Replace "single dot" with "single point" in the lines from the one containing "Task: pointing. Mark each instance of the house" up to and including the one containing "(1071, 373)", and give only those lines back with everything else unchanged.

— Begin Records shown —

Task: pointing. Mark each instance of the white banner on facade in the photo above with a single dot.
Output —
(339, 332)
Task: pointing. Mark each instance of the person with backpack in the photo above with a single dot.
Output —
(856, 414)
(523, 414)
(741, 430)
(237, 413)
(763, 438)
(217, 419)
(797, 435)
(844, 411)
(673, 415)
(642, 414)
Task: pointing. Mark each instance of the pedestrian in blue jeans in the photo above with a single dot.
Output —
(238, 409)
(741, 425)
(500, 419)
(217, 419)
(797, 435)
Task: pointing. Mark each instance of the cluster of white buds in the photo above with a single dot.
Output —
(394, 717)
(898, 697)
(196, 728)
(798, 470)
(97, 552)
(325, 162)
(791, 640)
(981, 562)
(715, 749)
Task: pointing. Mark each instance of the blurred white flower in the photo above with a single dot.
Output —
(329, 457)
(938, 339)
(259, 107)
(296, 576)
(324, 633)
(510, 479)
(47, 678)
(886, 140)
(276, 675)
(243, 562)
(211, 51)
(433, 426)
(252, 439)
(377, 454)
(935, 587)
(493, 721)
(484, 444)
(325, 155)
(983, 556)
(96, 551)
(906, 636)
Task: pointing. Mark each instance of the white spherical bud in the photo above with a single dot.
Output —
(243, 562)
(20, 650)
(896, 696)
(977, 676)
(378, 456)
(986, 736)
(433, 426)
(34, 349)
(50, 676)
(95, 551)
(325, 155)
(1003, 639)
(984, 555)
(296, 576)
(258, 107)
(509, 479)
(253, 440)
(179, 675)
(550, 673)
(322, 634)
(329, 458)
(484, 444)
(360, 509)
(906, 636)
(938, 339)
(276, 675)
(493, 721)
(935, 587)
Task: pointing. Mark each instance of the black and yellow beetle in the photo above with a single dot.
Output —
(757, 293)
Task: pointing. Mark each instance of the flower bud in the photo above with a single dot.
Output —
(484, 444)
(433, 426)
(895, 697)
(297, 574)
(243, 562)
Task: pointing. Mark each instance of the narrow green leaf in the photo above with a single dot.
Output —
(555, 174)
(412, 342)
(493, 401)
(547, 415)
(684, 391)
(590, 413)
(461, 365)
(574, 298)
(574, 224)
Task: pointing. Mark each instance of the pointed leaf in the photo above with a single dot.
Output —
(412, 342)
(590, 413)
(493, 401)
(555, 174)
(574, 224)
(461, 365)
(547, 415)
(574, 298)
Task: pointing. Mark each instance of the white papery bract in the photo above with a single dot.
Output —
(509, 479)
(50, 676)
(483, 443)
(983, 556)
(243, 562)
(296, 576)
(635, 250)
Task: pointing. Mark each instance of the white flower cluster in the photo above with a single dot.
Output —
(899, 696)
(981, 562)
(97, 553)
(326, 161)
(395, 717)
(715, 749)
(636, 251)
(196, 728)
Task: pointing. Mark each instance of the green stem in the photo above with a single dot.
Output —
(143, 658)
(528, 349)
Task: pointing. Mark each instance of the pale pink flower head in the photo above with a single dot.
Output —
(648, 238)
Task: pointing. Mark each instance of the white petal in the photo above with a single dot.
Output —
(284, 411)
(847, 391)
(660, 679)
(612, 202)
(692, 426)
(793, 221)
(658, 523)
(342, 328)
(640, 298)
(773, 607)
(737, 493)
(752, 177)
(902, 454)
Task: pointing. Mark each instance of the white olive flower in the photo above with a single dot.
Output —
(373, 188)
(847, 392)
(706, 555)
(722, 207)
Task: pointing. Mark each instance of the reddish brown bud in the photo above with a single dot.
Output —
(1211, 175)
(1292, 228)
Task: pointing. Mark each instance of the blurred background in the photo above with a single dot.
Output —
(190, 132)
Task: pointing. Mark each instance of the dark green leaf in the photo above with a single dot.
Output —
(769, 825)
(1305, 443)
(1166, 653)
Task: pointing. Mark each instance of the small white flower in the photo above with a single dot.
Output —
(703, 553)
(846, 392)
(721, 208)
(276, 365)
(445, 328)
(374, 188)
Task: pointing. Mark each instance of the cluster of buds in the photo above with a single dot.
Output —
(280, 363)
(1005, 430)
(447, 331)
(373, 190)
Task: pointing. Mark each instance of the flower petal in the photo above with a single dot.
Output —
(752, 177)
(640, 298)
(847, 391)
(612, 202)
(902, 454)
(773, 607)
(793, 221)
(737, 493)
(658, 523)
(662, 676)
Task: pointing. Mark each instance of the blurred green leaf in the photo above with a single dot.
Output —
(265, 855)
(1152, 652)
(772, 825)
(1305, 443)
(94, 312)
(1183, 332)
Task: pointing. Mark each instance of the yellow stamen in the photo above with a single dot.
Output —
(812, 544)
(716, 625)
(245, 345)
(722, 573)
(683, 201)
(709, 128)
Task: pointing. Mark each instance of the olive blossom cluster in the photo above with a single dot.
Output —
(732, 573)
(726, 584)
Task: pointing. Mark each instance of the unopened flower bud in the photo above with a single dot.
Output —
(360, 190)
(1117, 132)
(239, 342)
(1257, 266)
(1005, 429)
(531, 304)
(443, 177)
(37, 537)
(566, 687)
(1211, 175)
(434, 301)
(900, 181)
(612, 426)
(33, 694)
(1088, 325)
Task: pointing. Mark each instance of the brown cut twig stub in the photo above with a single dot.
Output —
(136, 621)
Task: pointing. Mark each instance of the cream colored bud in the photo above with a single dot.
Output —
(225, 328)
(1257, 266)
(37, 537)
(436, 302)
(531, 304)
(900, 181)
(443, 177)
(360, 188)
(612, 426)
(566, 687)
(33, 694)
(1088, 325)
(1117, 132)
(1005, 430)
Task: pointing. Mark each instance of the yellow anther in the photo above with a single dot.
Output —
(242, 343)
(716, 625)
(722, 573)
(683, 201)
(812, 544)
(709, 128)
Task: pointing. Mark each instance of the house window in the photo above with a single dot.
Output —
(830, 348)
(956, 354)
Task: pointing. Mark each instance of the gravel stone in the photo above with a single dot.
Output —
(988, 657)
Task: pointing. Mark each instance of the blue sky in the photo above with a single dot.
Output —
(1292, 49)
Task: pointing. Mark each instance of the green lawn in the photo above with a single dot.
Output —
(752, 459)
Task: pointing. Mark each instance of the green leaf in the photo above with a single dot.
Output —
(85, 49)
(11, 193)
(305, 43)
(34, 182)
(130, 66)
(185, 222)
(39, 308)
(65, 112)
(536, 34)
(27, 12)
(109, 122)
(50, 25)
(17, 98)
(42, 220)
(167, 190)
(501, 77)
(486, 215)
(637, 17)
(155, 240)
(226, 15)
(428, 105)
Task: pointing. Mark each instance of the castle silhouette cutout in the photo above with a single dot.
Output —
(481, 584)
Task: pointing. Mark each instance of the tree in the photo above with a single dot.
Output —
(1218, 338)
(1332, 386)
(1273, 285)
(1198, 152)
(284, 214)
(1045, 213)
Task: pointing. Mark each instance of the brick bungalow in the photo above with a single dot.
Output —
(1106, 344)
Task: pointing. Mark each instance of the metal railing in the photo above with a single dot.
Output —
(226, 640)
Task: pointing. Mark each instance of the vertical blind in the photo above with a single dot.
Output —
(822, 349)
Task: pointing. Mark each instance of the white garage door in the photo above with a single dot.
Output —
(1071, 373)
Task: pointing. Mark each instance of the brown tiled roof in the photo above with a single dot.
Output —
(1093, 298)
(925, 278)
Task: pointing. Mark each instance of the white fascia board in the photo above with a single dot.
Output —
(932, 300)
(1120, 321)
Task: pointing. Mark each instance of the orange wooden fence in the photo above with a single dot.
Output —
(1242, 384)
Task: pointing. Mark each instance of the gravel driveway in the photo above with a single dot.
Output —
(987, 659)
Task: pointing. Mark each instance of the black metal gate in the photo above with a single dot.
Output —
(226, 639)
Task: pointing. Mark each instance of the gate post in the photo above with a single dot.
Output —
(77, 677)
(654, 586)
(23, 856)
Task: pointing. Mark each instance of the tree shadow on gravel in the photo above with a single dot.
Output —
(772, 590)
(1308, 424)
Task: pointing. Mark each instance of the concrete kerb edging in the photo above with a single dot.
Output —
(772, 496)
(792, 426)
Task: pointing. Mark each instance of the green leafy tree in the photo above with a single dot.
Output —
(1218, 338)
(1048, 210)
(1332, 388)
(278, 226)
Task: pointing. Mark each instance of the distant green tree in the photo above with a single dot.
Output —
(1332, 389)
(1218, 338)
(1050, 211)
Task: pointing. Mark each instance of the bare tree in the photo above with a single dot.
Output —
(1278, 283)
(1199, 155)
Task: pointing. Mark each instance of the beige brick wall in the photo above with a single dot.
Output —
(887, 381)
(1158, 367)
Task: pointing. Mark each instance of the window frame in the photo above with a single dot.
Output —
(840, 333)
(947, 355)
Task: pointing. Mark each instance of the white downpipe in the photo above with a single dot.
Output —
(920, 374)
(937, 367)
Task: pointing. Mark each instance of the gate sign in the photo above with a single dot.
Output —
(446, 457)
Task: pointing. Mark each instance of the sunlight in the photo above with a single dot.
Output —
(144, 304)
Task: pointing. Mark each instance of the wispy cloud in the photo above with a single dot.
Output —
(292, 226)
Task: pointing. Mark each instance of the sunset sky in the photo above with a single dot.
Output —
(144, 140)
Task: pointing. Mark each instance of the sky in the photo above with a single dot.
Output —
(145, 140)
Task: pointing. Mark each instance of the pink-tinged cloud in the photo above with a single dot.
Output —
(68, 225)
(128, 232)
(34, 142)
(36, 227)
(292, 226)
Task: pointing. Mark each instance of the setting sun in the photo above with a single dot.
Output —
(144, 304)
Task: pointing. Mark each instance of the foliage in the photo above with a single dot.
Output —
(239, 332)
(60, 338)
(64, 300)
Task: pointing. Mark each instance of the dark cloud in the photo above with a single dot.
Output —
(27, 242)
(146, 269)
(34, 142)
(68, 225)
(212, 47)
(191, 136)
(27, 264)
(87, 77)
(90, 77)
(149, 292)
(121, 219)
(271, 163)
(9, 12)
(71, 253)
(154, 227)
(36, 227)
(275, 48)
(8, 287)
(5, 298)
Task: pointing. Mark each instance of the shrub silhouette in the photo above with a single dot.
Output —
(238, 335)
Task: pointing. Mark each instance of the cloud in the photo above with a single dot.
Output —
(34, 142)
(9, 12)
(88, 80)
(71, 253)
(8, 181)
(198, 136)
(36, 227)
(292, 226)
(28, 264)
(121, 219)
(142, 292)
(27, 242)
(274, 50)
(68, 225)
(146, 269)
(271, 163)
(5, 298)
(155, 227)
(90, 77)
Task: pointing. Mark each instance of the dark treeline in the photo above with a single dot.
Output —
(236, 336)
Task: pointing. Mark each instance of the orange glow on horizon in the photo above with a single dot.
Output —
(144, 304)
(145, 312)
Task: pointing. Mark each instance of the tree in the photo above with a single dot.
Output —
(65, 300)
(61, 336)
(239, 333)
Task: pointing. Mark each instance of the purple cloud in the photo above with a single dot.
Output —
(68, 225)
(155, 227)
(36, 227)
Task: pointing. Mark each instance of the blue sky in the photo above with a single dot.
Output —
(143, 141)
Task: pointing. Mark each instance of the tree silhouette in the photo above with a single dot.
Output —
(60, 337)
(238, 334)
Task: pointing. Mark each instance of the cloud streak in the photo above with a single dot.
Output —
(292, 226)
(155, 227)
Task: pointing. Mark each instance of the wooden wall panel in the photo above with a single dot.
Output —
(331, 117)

— End Records shown —

The reply:
Task: pointing. Mark each instance of the house window in the photo above with a single point.
Output —
(830, 348)
(956, 354)
Task: pointing. Mark each instance of the gravel stone in the photo above with a single point.
Output —
(988, 657)
Task: pointing. Mark each instance of the blue sky in the photo above with a single point.
Output —
(1292, 49)
Task: pointing. Mark each instance of the green lawn in the photo above with a single point.
Output —
(752, 459)
Task: pointing. Mark each instance of the green leaf in the photo above with a single point.
Output —
(85, 49)
(11, 193)
(305, 43)
(34, 182)
(130, 66)
(185, 222)
(39, 308)
(65, 112)
(536, 34)
(27, 12)
(109, 122)
(50, 25)
(17, 98)
(42, 220)
(167, 190)
(501, 77)
(486, 215)
(637, 17)
(155, 240)
(226, 15)
(428, 105)
Task: pointing. Mark each instance of the castle silhouette cutout in the photo above with a single point.
Output —
(481, 584)
Task: pointing. Mark each instance of the tree in the photo above with a single point.
Output —
(1218, 338)
(1332, 386)
(1273, 285)
(1198, 152)
(284, 214)
(1045, 213)
Task: pointing. Mark each instance of the brick bungalow in the photo above with a single point.
Output —
(1106, 344)
Task: pointing. Mark each instance of the metal railing in the photo above with a single point.
Output —
(226, 640)
Task: pointing. Mark each instance of the vertical blind in the photo above with a single point.
Output —
(822, 349)
Task: pointing. Mark each instance of the white garage door in the photo above with a single point.
Output —
(1071, 373)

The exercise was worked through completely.